── DATA RECORDS ──

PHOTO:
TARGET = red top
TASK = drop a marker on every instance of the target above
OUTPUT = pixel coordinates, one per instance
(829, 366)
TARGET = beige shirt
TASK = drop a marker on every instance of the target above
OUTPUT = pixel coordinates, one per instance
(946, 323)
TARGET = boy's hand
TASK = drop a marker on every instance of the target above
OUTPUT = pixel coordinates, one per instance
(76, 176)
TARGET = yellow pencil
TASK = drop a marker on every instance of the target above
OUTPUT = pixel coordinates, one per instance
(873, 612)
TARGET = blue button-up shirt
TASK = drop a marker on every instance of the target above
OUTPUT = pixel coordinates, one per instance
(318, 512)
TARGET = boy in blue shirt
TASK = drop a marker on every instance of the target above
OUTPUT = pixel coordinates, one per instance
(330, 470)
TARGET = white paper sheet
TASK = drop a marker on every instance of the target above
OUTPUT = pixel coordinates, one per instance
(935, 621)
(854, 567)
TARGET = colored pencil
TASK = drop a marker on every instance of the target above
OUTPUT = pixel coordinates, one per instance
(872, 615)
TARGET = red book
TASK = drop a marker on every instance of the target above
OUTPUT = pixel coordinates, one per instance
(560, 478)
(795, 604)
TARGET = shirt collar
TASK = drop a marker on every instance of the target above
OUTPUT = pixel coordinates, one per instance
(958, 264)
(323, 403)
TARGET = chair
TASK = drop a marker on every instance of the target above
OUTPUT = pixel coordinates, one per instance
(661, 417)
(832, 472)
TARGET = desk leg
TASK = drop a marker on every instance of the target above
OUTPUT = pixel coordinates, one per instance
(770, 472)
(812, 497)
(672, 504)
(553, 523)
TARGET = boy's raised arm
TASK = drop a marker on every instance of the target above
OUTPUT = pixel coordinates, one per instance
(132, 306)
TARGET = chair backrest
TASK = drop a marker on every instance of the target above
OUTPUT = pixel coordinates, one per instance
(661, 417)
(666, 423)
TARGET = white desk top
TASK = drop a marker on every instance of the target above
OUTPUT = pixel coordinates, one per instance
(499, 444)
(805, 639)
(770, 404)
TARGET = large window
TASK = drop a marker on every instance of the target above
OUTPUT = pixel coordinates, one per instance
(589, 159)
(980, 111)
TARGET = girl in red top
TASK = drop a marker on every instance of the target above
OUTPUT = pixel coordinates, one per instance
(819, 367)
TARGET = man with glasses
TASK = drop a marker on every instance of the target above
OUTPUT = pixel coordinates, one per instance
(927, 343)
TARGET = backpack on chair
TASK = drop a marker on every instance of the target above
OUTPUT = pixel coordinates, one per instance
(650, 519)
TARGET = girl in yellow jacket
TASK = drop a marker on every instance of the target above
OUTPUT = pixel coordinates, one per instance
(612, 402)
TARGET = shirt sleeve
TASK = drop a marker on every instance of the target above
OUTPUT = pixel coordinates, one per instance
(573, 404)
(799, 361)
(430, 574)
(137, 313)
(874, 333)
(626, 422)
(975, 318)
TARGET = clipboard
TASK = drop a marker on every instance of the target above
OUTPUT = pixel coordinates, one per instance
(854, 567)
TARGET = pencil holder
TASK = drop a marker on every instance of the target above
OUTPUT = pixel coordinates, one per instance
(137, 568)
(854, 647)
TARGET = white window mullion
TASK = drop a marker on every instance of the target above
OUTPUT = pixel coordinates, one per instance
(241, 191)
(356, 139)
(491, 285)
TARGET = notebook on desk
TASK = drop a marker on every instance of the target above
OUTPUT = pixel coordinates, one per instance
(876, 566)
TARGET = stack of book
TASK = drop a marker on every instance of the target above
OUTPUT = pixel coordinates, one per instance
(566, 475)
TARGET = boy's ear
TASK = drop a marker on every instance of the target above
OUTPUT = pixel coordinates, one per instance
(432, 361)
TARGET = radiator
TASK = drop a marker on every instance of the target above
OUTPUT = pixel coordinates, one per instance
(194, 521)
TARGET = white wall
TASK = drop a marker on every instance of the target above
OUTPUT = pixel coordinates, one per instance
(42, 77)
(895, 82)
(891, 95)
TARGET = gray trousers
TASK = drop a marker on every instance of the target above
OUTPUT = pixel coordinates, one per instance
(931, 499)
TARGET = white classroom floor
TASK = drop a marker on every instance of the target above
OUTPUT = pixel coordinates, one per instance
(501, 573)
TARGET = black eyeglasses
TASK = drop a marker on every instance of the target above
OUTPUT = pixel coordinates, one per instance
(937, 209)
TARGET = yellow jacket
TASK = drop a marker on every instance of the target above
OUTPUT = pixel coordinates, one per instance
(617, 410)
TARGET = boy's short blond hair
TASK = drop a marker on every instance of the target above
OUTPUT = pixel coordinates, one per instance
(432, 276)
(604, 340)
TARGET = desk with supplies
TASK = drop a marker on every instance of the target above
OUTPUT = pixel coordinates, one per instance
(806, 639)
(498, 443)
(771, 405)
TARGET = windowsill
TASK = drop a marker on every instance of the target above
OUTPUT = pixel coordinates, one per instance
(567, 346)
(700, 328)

───

#### TASK
Output all of the entries, exactly as they are written.

#### ANSWER FOR THIS EXERCISE
PHOTO:
TARGET = red top
TASK = drop a marker on every instance of the target above
OUTPUT = pixel coordinates, one per instance
(829, 366)
TARGET = beige shirt
TASK = drop a marker on every instance of the target above
OUTPUT = pixel coordinates, one per instance
(946, 323)
TARGET = boy's hand
TASK = drop a marker on every instance of the target above
OUTPUT = pixel coordinates, one per instance
(76, 176)
TARGET = yellow pencil
TASK = drop a marker on every instance of the target above
OUTPUT = pixel coordinates, one per instance
(873, 612)
TARGET = blue button-up shirt
TASK = drop a marker on every instance of the target above
OUTPUT = pixel coordinates, one per instance
(318, 512)
TARGET = boy in blue shirt
TASK = drop a marker on every instance of the target above
OUTPUT = pixel coordinates, one per instance
(330, 470)
TARGET = white paper sheet
TASK = drop a marker on every instance of the target above
OUTPUT = pixel coordinates, one per instance
(935, 621)
(854, 567)
TARGET = colored pencil
TASK = drop a marker on every instance of the target above
OUTPUT = pixel coordinates, one per instance
(872, 615)
TARGET = red book
TASK = drop a marker on every instance of the target above
OUTPUT = pixel coordinates, one per instance
(560, 478)
(795, 604)
TARGET = shirt collar
TASK = drop a marker on every instance of the target above
OUTPUT = pixel coordinates, one per instance
(958, 264)
(323, 403)
TARGET = chair
TASK = drop a marker on every instance of the target above
OUTPUT = pixel coordinates, one per instance
(661, 417)
(832, 472)
TARGET = desk leg
TASK = drop a marker on every instance of the target above
OUTPUT = pixel coordinates, one per instance
(770, 472)
(812, 497)
(672, 504)
(553, 523)
TARGET = boy's raised arm
TASK = drop a marker on every instance of the target above
OUTPUT = pixel coordinates, one per instance
(132, 306)
TARGET = chair backrest
TASK = drop a marker on every instance of the target above
OUTPUT = pixel coordinates, one per instance
(661, 417)
(666, 423)
TARGET = white desk top
TASK = drop a marker on every instance of the target above
OUTPUT = pixel coordinates, one per instance
(499, 444)
(805, 639)
(770, 404)
TARGET = large window
TASK = drop a marker on every instance of the target above
OUTPUT = pixel coordinates, one per instance
(589, 159)
(980, 111)
TARGET = girl in red top
TASK = drop a marker on every instance of the target above
OUTPUT = pixel coordinates, one per instance
(819, 367)
TARGET = man with glasses
TASK = drop a marker on every instance of the target above
OUTPUT = pixel coordinates, one per instance
(927, 343)
TARGET = backpack on chair
TASK = drop a marker on every instance of the target above
OUTPUT = pixel coordinates, one per instance
(650, 519)
TARGET = girl in yellow jacket
TASK = drop a marker on every instance of the target above
OUTPUT = pixel coordinates, one per instance
(612, 402)
TARGET = shirt sleeve
TASK = drop a marker on every instance of the target above
OUTPUT = pixel coordinates, one per instance
(573, 404)
(799, 361)
(430, 574)
(137, 313)
(874, 333)
(626, 422)
(975, 318)
TARGET = clipboard
TASK = drop a marker on every instance of the target above
OUTPUT = pixel coordinates, one per instance
(854, 567)
TARGET = pencil holder
TASK = drop a marker on every instance of the target above
OUTPUT = pixel coordinates, one per instance
(137, 568)
(854, 647)
TARGET = white window mullion
TASK = drop a marker on every instance of the target above
OUTPUT = pixel coordinates, one per instance
(241, 191)
(356, 139)
(491, 285)
TARGET = notebook on desk
TASK = drop a marker on every instance of the target above
OUTPUT = pixel coordinates, one per instance
(876, 566)
TARGET = stack of book
TASK = drop a marker on every instance of the target above
OUTPUT = pixel coordinates, one per instance
(566, 475)
TARGET = boy's ear
TASK = drop a marker on every instance of the target above
OUTPUT = pixel coordinates, one per instance
(432, 361)
TARGET = radiator
TASK = drop a marker on every instance of the target above
OUTPUT = pixel coordinates, one per instance
(194, 521)
TARGET = white wall
TASK = drop a marker on every instance of the target above
OUTPUT = pixel coordinates, one per instance
(42, 77)
(895, 82)
(891, 95)
TARGET = gray trousers
TASK = drop a marker on every instance of the target above
OUTPUT = pixel coordinates, one per instance
(931, 499)
TARGET = white classroom floor
TASK = drop a marker on every instance of the target above
OUTPUT = pixel coordinates, one per instance
(501, 573)
TARGET = black eyeglasses
TASK = drop a marker on every instance of the target above
OUTPUT = pixel coordinates, one per instance
(937, 209)
TARGET = yellow jacket
TASK = drop a marker on every instance of the target above
OUTPUT = pixel coordinates, one per instance
(617, 410)
TARGET = boy's short blond hair
TASK = drop a marker on every instance of the target above
OUTPUT = pixel coordinates, one per instance
(432, 276)
(604, 340)
TARGET = desk with supplies
TASK = drop a marker on every instance of the target above
OUTPUT = pixel coordinates, one per instance
(806, 639)
(498, 443)
(771, 405)
TARGET = windowsill
TASK = drop a marker on every instance of the target above
OUTPUT = pixel coordinates, one per instance
(567, 346)
(700, 328)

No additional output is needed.